That’s the advice from a blogger/writer who has been studying and writing about how to achieve excellence.  It’s mainly advice passed on from an expert piano player, but it has a certain intuitive appeal to it.

http://calnewport.com/blog/2011/12/23/flow-is-the-opiate-of-the-medicore-advice-on-getting-better-from-an-accomplished-piano-player/

I think the idea comes from the perspective of “deliberate practice” and the idea that practicing that which is too easy (and therefore you experience a flow state during practice) does not lead to improvement.

Can we reconcile this with our idea that practice should maximize dopamine release by successfully overcoming challenges?  I have described that idea previously as training so that you have as much success as possible while also realistically expecting that you might fail.

— DATASET ENTRIES —
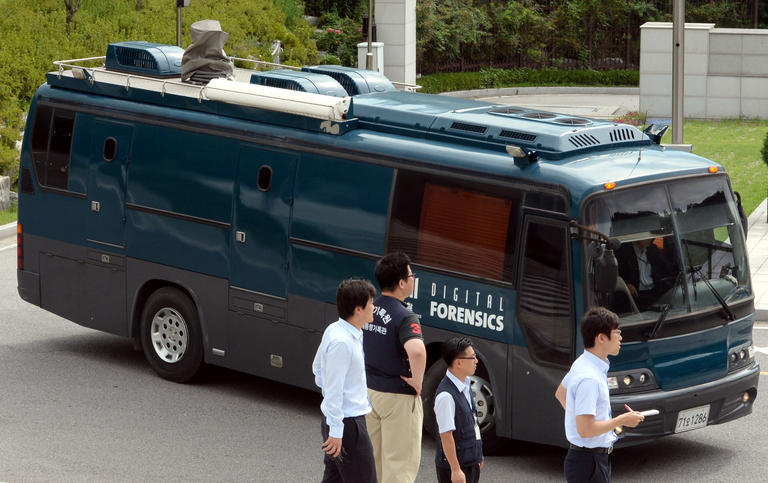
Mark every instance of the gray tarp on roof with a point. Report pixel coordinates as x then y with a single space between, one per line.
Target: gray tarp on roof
205 59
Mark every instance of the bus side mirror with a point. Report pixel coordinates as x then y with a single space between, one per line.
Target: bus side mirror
606 272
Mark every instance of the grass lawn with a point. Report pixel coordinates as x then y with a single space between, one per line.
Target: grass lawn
736 145
8 216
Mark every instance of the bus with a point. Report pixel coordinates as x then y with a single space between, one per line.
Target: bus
211 223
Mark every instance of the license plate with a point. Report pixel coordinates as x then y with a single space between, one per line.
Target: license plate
693 418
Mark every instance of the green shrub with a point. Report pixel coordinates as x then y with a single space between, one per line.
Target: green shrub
339 37
764 151
329 59
497 78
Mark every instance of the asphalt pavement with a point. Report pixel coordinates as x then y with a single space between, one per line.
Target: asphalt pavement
609 103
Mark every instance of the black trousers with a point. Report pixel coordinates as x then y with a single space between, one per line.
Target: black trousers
355 462
587 467
471 473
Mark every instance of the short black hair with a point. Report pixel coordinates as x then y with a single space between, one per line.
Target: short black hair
353 292
453 348
597 320
392 268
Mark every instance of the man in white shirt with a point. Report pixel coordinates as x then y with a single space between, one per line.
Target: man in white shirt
459 451
585 396
339 369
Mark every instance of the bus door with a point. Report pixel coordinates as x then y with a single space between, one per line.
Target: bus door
546 324
259 259
110 148
105 227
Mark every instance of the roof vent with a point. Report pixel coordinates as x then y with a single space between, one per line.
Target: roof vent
145 58
573 121
623 134
469 127
583 140
354 81
539 115
299 81
517 135
508 110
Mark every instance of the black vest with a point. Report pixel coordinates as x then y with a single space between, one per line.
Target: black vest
385 357
469 449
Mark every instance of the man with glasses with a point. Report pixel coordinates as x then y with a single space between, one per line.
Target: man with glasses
459 451
395 359
584 395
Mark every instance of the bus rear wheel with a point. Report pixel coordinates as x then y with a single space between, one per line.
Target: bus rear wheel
484 399
171 336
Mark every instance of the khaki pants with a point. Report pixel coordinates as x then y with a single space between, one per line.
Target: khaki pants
394 426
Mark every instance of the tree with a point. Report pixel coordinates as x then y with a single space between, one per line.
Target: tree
72 7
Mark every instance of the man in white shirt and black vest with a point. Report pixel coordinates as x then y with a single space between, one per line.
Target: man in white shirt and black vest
584 394
395 359
459 451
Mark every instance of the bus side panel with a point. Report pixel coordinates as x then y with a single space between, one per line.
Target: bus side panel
179 199
342 203
207 292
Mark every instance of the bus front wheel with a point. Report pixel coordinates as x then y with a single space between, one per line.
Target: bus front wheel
484 399
171 335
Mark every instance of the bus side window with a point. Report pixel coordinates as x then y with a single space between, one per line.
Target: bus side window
455 226
51 145
544 293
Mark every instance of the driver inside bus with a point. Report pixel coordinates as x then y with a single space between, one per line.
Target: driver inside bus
645 268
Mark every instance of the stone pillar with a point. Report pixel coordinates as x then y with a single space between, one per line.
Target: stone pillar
656 69
5 193
396 28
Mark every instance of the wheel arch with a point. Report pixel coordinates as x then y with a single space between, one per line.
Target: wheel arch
145 291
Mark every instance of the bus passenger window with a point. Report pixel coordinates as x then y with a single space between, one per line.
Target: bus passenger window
545 297
458 228
51 146
110 149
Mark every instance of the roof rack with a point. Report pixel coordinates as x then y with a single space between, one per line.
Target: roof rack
323 107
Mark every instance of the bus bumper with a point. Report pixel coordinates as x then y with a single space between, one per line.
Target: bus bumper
725 398
28 286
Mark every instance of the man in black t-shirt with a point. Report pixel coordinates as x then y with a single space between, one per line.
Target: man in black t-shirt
395 359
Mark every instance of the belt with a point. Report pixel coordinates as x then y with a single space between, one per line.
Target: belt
592 450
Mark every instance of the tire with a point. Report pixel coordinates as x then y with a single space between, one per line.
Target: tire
484 399
170 335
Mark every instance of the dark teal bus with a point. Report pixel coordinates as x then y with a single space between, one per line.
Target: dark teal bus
211 224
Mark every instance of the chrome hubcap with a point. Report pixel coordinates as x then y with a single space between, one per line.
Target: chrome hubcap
169 335
484 400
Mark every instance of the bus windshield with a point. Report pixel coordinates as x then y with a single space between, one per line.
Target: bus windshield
682 249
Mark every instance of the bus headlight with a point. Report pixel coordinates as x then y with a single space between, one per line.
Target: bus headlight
632 381
740 356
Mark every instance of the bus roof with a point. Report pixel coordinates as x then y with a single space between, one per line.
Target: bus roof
578 153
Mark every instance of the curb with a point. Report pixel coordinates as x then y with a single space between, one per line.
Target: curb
527 91
7 230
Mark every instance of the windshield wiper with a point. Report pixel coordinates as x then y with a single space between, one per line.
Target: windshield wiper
717 295
659 322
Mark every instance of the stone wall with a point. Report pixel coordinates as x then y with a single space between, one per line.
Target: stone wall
726 71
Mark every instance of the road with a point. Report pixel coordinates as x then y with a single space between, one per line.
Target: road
79 405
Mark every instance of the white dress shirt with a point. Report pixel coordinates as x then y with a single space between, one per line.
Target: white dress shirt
339 369
587 393
445 406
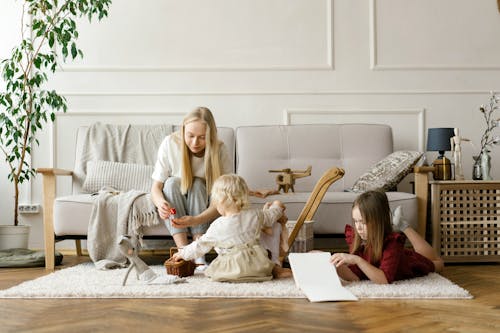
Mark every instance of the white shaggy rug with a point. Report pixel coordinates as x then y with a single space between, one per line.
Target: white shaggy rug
84 281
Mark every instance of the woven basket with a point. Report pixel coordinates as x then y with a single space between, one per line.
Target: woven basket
181 268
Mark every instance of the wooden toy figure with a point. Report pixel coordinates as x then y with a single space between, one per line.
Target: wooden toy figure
286 179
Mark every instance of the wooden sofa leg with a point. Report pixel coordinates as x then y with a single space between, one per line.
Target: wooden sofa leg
78 244
329 177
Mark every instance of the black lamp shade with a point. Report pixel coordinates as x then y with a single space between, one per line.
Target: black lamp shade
438 139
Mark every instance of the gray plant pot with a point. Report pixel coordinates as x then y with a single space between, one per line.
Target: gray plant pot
14 237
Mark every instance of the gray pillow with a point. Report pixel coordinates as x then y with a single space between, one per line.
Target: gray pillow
387 173
120 176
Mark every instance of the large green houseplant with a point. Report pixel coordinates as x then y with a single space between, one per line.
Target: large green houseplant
48 36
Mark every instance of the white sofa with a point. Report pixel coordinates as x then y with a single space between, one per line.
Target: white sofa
256 149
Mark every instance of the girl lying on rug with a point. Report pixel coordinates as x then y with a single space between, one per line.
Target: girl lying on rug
376 252
237 236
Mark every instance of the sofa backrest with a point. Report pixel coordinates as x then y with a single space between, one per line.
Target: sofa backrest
354 147
226 134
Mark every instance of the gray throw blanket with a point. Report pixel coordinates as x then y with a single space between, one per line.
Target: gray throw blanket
120 143
115 214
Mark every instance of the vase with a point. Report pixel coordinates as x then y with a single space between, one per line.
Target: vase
485 165
476 168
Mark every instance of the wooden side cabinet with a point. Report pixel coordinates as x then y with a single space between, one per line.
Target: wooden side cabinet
466 220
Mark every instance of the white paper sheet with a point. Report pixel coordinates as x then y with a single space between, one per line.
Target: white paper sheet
317 277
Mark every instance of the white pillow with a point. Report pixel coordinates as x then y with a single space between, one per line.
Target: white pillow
388 172
120 176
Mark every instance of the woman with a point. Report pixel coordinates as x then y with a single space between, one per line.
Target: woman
189 161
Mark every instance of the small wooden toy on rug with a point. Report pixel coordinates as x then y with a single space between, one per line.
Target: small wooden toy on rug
286 179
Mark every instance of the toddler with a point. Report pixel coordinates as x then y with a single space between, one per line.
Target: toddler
238 225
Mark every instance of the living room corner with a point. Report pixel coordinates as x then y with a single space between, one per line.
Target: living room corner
401 95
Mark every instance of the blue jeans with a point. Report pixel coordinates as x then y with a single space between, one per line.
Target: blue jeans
192 203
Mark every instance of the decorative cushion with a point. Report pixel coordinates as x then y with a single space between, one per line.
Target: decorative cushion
387 173
120 176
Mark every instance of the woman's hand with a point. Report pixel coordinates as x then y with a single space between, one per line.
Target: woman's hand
339 259
184 221
164 210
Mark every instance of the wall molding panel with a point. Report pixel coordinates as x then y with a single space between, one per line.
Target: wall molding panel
227 47
452 64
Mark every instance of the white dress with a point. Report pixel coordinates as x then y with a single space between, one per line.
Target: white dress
241 228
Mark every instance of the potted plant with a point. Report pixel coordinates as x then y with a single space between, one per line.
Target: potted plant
48 30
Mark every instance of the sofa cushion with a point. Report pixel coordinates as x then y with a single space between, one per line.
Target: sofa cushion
322 146
387 173
120 176
334 212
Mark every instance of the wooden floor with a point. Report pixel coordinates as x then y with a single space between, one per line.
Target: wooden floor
481 314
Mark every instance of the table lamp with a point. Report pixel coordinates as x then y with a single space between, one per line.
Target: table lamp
438 139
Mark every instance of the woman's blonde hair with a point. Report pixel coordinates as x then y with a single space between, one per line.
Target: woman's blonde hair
230 190
375 211
213 167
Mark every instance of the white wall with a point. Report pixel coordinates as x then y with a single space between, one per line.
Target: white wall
411 64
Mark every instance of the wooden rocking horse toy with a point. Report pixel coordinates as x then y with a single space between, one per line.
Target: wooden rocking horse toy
287 178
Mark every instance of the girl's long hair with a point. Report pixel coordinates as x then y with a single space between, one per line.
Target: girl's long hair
375 211
213 167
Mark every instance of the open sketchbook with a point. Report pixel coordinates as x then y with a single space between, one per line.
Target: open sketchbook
317 277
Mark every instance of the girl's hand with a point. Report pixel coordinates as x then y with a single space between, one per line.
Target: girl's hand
177 256
339 259
183 221
164 210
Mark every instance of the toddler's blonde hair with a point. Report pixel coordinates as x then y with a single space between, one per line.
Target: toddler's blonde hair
230 190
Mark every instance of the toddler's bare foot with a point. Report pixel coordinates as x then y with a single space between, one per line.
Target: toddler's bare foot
281 273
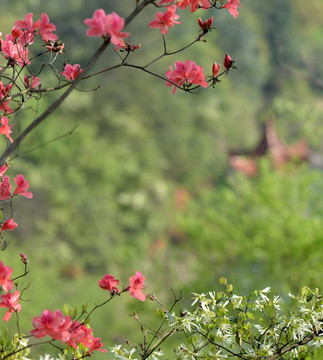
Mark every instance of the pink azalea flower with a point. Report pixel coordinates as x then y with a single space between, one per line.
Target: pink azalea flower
22 187
95 345
227 61
53 324
186 72
10 301
4 90
215 69
165 20
72 72
15 51
232 6
33 83
82 334
79 334
194 4
46 28
106 25
8 225
23 258
136 285
109 283
3 169
5 188
167 2
5 281
27 25
206 25
28 29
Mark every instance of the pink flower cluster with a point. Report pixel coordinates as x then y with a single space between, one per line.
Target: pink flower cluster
21 189
106 26
186 73
15 46
183 4
62 328
233 6
72 72
4 92
9 300
74 333
136 284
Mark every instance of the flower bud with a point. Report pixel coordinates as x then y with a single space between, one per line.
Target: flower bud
215 69
228 62
206 25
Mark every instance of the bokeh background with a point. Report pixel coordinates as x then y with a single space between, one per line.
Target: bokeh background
145 181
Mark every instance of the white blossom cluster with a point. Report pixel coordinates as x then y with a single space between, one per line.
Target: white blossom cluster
259 326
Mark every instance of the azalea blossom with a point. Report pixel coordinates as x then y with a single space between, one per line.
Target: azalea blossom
232 6
205 25
5 274
10 301
136 285
15 51
5 188
22 187
165 20
3 169
126 46
27 29
4 92
103 25
228 62
186 72
33 83
23 258
109 283
72 72
8 225
83 334
215 69
194 4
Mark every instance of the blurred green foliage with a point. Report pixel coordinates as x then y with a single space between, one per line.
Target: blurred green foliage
105 196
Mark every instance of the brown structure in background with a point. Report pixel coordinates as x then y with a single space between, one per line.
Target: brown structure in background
271 144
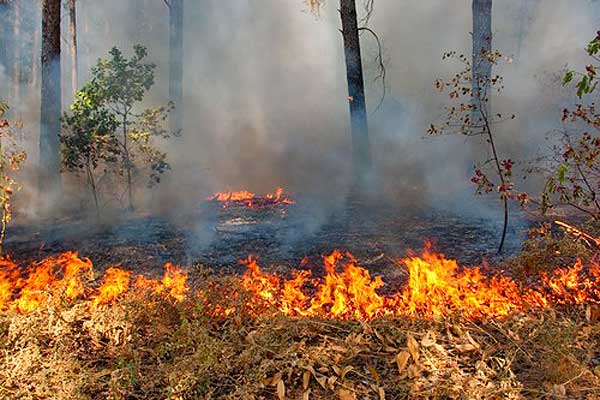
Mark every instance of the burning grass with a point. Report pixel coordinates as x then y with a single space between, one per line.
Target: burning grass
251 200
450 332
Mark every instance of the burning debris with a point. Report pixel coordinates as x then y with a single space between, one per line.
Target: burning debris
251 200
436 286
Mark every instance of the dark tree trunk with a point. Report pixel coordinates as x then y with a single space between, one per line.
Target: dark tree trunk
51 102
361 151
5 39
482 45
176 63
17 40
73 43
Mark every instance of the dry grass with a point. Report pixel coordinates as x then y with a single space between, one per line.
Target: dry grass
150 348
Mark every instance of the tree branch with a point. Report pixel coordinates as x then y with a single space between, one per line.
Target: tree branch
382 70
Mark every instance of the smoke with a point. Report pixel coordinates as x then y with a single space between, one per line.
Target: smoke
266 97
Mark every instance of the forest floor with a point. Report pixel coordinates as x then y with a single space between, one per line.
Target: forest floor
145 346
281 236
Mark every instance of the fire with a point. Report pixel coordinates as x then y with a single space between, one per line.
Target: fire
249 199
436 286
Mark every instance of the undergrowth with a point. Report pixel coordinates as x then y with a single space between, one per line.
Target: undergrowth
151 348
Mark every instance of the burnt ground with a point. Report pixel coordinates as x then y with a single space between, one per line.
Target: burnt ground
281 236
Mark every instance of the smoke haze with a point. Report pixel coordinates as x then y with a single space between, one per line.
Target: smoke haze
266 97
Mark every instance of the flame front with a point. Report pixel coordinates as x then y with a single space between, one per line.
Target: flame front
436 286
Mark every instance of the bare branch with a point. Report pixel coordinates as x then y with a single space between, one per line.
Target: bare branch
382 70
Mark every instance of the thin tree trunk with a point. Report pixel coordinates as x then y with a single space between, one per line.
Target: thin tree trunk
35 51
128 165
5 35
176 63
92 182
73 42
482 46
49 183
16 67
356 92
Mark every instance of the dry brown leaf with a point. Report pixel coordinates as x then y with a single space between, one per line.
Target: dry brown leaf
346 369
305 379
331 382
345 394
401 360
465 348
275 380
281 390
413 347
306 394
427 340
322 381
337 370
373 373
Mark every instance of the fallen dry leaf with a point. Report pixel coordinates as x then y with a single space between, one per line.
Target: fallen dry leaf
401 360
413 347
345 394
281 390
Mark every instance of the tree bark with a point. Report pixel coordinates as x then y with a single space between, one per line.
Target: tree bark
5 36
73 43
361 152
482 45
49 178
176 63
16 64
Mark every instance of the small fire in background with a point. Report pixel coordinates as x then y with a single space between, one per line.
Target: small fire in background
248 199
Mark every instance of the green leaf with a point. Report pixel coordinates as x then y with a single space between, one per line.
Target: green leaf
568 77
561 173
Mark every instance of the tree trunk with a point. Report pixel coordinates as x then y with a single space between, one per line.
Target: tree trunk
49 183
16 67
361 152
176 63
35 49
482 67
73 42
5 36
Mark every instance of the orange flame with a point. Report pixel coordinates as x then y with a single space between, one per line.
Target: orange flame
250 199
436 286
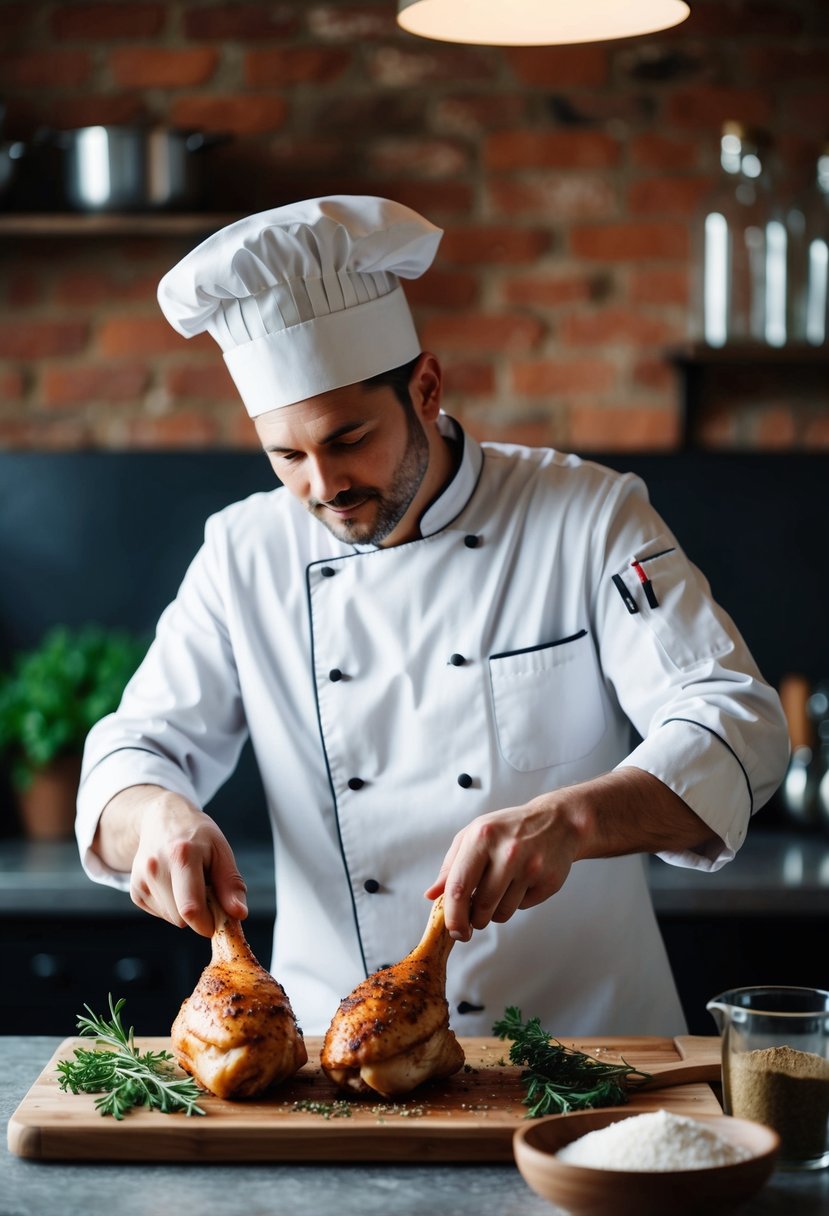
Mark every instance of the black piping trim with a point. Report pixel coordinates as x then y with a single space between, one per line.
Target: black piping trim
726 744
545 646
325 755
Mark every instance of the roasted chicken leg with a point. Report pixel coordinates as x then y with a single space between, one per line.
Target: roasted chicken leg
392 1034
237 1034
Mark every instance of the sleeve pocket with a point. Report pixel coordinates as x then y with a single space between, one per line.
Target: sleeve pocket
547 703
683 618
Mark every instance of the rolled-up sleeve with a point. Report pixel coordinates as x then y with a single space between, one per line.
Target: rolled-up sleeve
712 730
180 722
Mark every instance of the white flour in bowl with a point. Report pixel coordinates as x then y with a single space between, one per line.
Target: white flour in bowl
654 1142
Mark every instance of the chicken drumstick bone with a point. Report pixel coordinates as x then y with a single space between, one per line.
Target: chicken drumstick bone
393 1031
237 1034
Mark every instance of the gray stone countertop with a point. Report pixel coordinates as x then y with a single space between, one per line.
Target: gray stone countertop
774 872
41 1188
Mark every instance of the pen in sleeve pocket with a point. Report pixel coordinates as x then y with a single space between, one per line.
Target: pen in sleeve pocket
647 585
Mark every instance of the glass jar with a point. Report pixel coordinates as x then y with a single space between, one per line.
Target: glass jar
776 1065
740 249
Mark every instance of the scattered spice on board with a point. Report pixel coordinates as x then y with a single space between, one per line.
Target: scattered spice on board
789 1091
337 1109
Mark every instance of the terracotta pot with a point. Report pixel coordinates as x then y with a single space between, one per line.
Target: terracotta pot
48 805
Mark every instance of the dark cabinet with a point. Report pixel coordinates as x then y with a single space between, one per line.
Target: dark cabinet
57 964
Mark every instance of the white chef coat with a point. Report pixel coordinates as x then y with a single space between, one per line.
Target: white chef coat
394 694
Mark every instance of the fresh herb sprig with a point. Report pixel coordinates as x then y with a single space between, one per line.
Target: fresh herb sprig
560 1079
125 1076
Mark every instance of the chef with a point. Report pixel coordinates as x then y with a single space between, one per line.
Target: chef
440 651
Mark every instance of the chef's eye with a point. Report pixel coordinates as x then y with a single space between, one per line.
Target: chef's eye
350 443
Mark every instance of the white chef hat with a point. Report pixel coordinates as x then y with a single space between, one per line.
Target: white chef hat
304 298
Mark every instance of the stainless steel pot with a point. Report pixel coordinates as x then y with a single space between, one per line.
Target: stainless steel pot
133 168
11 155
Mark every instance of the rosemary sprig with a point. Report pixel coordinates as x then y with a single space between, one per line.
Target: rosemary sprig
560 1079
125 1076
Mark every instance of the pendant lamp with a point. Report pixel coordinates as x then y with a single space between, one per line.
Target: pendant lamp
536 22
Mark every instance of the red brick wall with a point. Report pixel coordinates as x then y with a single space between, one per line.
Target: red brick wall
567 180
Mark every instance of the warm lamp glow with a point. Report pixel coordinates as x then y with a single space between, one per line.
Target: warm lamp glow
536 22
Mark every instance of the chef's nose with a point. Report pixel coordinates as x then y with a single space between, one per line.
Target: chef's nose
327 478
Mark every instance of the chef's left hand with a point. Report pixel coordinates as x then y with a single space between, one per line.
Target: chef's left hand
518 857
503 861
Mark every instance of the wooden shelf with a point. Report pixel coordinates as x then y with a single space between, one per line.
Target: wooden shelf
748 353
698 365
48 224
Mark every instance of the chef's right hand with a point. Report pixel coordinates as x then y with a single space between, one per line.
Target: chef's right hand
173 851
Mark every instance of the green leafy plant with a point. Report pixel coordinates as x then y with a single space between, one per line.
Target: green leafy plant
560 1079
125 1076
55 693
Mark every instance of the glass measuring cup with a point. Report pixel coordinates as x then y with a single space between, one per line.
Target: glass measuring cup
776 1065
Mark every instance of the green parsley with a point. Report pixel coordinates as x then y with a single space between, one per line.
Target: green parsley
560 1079
125 1076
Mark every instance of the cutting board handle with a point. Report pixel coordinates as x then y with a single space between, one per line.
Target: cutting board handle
701 1060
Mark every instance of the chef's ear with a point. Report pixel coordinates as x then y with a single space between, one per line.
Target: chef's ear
426 386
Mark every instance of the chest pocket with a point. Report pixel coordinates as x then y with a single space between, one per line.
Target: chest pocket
547 701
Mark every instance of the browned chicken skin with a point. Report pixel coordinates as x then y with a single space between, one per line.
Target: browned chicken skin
392 1034
237 1034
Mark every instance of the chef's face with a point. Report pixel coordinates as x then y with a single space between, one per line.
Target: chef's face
359 460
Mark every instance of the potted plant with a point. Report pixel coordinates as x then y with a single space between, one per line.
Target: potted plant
49 701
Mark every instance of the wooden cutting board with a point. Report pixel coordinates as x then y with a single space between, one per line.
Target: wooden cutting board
472 1116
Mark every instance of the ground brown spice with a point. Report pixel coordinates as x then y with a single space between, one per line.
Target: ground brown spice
789 1091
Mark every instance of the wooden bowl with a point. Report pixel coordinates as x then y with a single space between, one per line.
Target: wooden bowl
590 1192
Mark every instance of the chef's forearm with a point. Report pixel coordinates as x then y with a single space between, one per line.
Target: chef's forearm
630 810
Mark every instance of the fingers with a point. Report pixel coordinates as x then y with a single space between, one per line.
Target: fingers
178 857
501 862
466 866
227 884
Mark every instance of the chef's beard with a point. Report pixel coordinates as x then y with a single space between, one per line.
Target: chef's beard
389 506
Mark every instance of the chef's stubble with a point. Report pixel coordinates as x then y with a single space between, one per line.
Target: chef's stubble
390 504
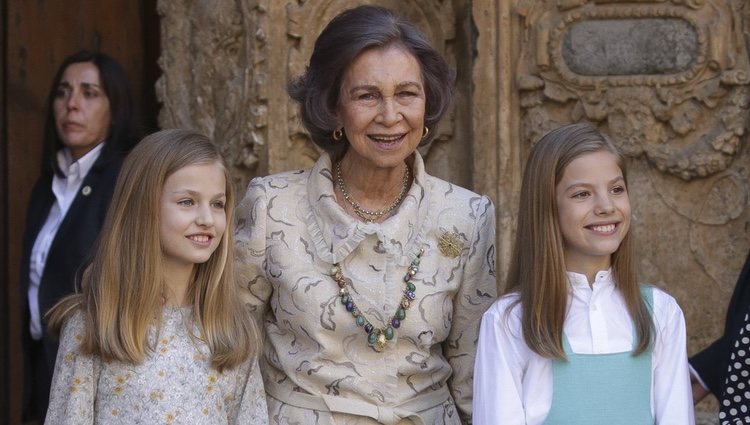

— TASK INSTRUCTIONS —
A: List every number that appears in the web address given in the text on flow and practice.
B: Answer these questions about the text on flow and practice:
(i) From whom is the advice mainly passed on?
(ii) From what perspective does the writer think the idea comes?
(iii) What should practice maximize, according to "our idea"?
C: Pick up the text on flow and practice after its last sentence and carry it forward.
None of the data is needed for what follows.

— RESPONSES —
A: 2011, 12, 23

B:
(i) An expert piano player.
(ii) The perspective of "deliberate practice."
(iii) Dopamine release, by successfully overcoming challenges.

C:
Perhaps we’d say that the flow state described by the pianist reflects a state of euphoria associated with performing so successfully that you cannot fail?  That would separate the idea of a “flow state” from our idea of dopamine reward release — which is just a rough hypothesis anyway.  Or perhaps the experience of the truly skilled expert is that they need to be challenged with more difficult training tasks to hit the maximal training reward level.  That would account for the pianist’s experience seeing the “mediocre” practicing things that seem too easy as just reflecting the fact that they are less skilled and simpler training tasks are optimal for them.  I wonder if anybody at the Music School here would have any insight on this kind of phenomenon.

In theory, we could test this with the SISL task by comparing sequence learning in conditions where we set the task speed to adaptively keep people at 75% correct or at ~100% correct (then test them under identical conditions).